Work required :: Recreate the entire listing that appears below, exactly.

Entries shown ::
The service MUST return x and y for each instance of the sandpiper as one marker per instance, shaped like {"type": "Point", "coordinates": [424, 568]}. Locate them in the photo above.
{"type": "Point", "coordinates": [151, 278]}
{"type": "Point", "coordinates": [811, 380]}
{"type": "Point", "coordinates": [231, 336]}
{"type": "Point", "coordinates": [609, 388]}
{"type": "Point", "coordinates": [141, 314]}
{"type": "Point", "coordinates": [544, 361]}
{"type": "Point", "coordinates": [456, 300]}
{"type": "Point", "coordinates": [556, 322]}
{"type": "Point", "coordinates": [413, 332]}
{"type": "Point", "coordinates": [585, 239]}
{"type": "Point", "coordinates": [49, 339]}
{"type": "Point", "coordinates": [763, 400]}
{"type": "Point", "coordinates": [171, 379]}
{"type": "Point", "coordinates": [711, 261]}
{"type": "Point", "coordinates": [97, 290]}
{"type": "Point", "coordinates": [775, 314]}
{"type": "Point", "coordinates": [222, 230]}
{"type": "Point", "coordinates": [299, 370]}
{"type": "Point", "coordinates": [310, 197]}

Output for this task ::
The service MUST return x and y for each instance of the sandpiper as one marker per instance, shaped like {"type": "Point", "coordinates": [424, 568]}. Locate them in the photo above.
{"type": "Point", "coordinates": [151, 278]}
{"type": "Point", "coordinates": [811, 380]}
{"type": "Point", "coordinates": [231, 336]}
{"type": "Point", "coordinates": [609, 388]}
{"type": "Point", "coordinates": [141, 314]}
{"type": "Point", "coordinates": [544, 361]}
{"type": "Point", "coordinates": [456, 300]}
{"type": "Point", "coordinates": [556, 322]}
{"type": "Point", "coordinates": [413, 332]}
{"type": "Point", "coordinates": [585, 239]}
{"type": "Point", "coordinates": [49, 339]}
{"type": "Point", "coordinates": [763, 400]}
{"type": "Point", "coordinates": [171, 379]}
{"type": "Point", "coordinates": [711, 261]}
{"type": "Point", "coordinates": [97, 290]}
{"type": "Point", "coordinates": [775, 314]}
{"type": "Point", "coordinates": [222, 230]}
{"type": "Point", "coordinates": [299, 370]}
{"type": "Point", "coordinates": [310, 197]}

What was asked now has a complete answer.